#### Task directions
Your answer should consist of the lines in the data below that contain "positive".

#### Dataset entries

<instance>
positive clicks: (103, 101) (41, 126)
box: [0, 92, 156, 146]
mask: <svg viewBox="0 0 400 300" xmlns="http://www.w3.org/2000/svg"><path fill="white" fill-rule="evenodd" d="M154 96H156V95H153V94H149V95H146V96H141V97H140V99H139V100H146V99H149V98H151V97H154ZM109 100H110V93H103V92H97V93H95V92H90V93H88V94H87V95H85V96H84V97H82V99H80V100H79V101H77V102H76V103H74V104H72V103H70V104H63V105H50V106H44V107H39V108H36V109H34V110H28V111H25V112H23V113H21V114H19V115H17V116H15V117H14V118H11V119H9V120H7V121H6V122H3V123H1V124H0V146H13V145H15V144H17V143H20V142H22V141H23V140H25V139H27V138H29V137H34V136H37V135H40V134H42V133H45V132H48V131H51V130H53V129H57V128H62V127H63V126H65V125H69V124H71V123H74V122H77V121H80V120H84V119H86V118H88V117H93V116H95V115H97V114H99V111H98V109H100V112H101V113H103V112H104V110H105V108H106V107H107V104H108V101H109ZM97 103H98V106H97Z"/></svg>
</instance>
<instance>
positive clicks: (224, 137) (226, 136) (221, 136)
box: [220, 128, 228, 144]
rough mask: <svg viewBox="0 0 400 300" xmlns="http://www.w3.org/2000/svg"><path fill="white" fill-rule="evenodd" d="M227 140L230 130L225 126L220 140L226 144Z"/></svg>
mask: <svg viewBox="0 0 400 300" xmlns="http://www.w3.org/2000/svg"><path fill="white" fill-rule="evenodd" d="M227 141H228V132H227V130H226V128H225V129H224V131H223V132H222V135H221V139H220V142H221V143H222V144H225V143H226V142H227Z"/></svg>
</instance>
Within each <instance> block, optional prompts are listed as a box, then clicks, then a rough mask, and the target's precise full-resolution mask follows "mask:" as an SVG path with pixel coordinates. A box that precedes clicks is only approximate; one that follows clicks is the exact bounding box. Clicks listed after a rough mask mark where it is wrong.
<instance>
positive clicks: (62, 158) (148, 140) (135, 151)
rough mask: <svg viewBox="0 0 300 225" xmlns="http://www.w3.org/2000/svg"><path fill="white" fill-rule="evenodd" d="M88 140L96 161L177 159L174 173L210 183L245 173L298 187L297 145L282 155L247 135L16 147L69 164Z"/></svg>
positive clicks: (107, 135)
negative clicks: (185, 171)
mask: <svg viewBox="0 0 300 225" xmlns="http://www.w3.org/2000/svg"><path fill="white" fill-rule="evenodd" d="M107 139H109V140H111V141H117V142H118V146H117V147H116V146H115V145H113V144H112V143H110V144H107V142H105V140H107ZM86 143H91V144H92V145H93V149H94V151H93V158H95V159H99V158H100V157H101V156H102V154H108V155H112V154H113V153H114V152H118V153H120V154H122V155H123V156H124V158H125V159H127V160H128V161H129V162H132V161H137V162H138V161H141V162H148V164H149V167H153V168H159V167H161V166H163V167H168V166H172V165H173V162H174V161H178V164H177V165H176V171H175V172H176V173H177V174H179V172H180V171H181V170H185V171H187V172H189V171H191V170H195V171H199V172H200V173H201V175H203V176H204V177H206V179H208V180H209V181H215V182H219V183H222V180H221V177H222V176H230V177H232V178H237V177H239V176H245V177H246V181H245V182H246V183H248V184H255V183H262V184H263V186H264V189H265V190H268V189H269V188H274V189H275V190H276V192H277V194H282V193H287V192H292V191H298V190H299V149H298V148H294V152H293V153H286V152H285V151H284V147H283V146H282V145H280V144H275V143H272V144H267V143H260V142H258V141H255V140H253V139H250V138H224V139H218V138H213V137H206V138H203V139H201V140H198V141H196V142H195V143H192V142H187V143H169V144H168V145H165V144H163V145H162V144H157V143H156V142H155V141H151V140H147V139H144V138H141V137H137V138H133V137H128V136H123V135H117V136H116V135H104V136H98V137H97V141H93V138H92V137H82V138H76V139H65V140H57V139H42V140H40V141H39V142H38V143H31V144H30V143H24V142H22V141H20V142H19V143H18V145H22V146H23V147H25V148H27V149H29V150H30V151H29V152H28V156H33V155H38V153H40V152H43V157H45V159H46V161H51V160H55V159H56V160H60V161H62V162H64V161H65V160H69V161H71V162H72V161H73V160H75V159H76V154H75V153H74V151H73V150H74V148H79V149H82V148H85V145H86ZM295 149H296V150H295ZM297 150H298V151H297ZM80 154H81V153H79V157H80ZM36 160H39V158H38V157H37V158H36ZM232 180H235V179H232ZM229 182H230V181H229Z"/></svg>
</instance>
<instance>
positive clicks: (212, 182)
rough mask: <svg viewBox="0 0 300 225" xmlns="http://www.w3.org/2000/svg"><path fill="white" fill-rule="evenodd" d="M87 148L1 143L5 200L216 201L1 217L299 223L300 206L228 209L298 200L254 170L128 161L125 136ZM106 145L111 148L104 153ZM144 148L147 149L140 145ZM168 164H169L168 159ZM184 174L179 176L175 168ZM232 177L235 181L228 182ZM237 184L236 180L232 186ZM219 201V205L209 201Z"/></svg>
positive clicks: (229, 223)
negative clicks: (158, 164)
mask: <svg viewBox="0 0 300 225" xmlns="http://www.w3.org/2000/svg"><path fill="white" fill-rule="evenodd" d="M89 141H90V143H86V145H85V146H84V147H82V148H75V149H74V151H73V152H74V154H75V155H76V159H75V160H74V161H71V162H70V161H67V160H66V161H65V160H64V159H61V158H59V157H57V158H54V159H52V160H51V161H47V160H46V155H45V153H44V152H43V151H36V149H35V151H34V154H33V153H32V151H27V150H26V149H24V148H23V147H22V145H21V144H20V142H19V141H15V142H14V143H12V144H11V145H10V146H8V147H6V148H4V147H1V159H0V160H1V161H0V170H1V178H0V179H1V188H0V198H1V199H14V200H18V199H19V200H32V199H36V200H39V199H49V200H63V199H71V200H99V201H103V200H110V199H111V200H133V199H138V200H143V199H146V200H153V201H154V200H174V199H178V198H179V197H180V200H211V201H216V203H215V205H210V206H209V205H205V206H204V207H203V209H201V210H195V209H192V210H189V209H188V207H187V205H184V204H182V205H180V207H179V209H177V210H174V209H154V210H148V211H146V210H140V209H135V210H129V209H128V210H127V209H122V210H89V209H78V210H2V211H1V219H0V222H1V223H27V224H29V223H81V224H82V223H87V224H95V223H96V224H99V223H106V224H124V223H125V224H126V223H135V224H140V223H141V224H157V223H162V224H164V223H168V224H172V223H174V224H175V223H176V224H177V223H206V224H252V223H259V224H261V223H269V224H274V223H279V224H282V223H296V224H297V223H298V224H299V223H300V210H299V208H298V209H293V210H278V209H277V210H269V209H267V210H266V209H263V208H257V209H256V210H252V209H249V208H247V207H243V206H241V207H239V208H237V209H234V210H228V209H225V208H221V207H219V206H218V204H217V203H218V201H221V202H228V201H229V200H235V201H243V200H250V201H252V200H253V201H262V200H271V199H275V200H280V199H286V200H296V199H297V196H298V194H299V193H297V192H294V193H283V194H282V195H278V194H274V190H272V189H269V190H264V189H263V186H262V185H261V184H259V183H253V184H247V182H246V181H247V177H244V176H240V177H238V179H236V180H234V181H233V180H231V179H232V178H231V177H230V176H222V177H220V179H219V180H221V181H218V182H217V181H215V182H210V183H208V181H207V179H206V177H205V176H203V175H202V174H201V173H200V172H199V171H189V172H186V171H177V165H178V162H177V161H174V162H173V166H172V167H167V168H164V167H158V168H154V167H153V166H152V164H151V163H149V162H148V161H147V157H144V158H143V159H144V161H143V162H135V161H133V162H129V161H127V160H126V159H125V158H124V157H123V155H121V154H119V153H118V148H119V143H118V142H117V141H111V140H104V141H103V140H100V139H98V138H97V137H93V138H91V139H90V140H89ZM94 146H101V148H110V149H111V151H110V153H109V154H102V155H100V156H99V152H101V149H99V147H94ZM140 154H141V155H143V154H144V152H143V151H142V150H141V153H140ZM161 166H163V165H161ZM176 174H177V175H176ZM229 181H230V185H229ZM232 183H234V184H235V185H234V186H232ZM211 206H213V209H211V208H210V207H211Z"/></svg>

#### Answer box
positive clicks: (103, 101) (41, 126)
positive clicks: (224, 137) (226, 136) (221, 136)
positive clicks: (62, 158) (148, 140) (135, 151)
positive clicks: (107, 135)
positive clicks: (212, 182)
positive clicks: (229, 223)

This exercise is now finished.